EXTRACT TO READ
--- START ---

The point I'm remaking, is the one above.  When there should be no audible differences, but enough people claim the opposite, it warrants investigation to see if there is a reason why...


Title: Re: Bitperfect / identical sound streams can sound different
Post by: mark_h on December 30, 2011, 03:16:18 am
I didn't like leaving the request to support my assertions go with a reply to Google it. So here is one article. There are older ones, but I thought it would be good to provide more recent research. I can provide more if you need them:

[6] Eric Benjamin and Benjamin Gannon - "Theoretical and Audible Effects of Jitter on Digital Audio Quality", AES, 1998

I cannot access this without paying for it, which I am not about to do...

Bob Katz, eminent Mastering Engineer, had this to say, in 2007, on the subject:

"I have participated in a number of blind (and double-blind) listening tests that clearly indicate that a CD which is pressed from a "jittery" source sounds worse than one made from a less jittery source. In one test, a CD plant pressed a number of test CDs, simply marked "A" or "B". No one outside of the plant knew which was "A" and which "B." All listeners preferred the pressing marked "A," as closer to the master, and sonically superior to "B." Not to prolong the suspense, disc "A" was glass mastered from PCM-1630, disc "B" from a CDR.

Full article, with interesting statements such as:

"The AES/EBU (and S/PDIF) interface carries an embedded clock signal. The designers of the interface did not anticipate (my emphasis) that it could cause a subtle amount of jitter due to the nature of the preamble in the AES/EBU signal. The result is a small amount of program-dependent jitter which often sounds like an intermodulation, a high-frequency edge added to the music."

http://www.digido.com/jitter.html

So it seems it's not just audiophiles talking about jitter and it's negative effects...
Title: Re: Bitperfect / identical sound streams can sound different
Post by: Vincent Kars on December 30, 2011, 04:33:18 am
Another paper on jitter: http://www.nanophon.com/audio/jitter92.pdf
(http://thewelltemperedcomputer.com/Pictures/Jitter_tresh.gif)
Title: Re: Bitperfect / identical sound streams can sound different
Post by: windowsx on December 30, 2011, 07:55:34 am
I'm assuming that you verified that both of these signals nulled with each other to verify that they are the same before your A/B comparison? They are both lossless which means output would be exactly the same. If there is a difference it would be the ENCODER that is making the difference and not the format. It is possible that an encoder is not doing is job properly or was setup incorrectly to do a comparison.

I use dbpoweramp to convert FLAC to wav to play in J River so I believe it's quite reliable encoder.

WAV and FLAC's bitstreams should be identical.  If they are not then there is an encoder or decoder bug and you should contact flac's author.

You can try comparing the same file between ASIO without memory playback to WASAPI (Event Style) with memory playback. They both are bit-perfect so the graph after quantization should be identical and you can hear no difference if your theory is true.

It seems that JPlay took step further demonstrating different memory access pattern (River/Beach) can cause different in sound. You can get JPlay 4.1 trial to test with J River and see if the claim is true or not. I don't think it'll take more than 15 minutes to download jplay to test with J River and see if there's any significant changes you can perceive or not. I'm not trying to promote jplay or anything but that existance itself can prove that bit-perfect doesn't mean you can always get the exact same thing. If you can or can't hear any difference between JPlay and default J River output engine, report in here.

--- END ---

WORK ORDER 1
Answer from the forum thread on jitter:
(a) How is Bob Katz described?
(b) What was disc "B" glass mastered from?
(c) Which program does windowsx use to convert FLAC to wav?
The forum thread and the records have nothing to do with each other.

RECORDS SUPPLIED
--- START ---

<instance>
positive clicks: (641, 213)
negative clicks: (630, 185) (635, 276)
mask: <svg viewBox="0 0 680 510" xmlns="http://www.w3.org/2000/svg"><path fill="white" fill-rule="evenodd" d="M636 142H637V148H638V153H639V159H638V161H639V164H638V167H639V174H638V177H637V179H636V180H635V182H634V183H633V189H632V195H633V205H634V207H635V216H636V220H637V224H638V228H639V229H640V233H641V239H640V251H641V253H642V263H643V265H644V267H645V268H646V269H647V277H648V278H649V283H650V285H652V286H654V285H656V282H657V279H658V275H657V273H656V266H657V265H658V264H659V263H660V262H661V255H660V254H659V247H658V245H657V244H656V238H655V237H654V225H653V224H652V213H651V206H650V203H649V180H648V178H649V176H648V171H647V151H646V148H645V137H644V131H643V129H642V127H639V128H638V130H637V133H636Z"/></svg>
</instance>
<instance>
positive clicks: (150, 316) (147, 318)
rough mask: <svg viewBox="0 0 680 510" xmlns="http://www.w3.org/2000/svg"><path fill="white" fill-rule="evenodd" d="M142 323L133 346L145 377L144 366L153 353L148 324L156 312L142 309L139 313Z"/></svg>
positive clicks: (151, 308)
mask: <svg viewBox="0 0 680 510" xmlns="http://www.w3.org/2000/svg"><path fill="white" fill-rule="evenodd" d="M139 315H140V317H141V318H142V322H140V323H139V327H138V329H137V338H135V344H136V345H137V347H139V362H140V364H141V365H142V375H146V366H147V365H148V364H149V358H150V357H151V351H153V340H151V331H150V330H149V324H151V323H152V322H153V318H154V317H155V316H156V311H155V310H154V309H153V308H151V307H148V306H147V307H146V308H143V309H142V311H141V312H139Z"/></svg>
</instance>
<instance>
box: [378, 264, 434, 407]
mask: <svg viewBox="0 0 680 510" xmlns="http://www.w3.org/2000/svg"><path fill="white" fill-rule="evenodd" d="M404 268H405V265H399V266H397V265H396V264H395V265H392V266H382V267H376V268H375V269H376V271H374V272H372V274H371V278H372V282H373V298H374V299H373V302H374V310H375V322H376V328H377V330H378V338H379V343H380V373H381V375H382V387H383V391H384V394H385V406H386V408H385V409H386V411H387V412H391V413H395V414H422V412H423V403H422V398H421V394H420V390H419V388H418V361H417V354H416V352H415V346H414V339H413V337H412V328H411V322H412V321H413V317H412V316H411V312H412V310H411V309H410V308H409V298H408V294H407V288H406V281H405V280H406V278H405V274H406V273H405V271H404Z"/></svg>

--- END ---

WORK ORDER 2
In the records, from the first line up to and including the line with "negative clicks: (630, 185) (635, 276)", change "clicks" to "points" and return only those lines.

EXERCISE ANSWER 1
(a) As an eminent Mastering Engineer.
(b) From a CDR.
(c) dbpoweramp.

EXERCISE ANSWER 2
<instance>
positive points: (641, 213)
negative points: (630, 185) (635, 276)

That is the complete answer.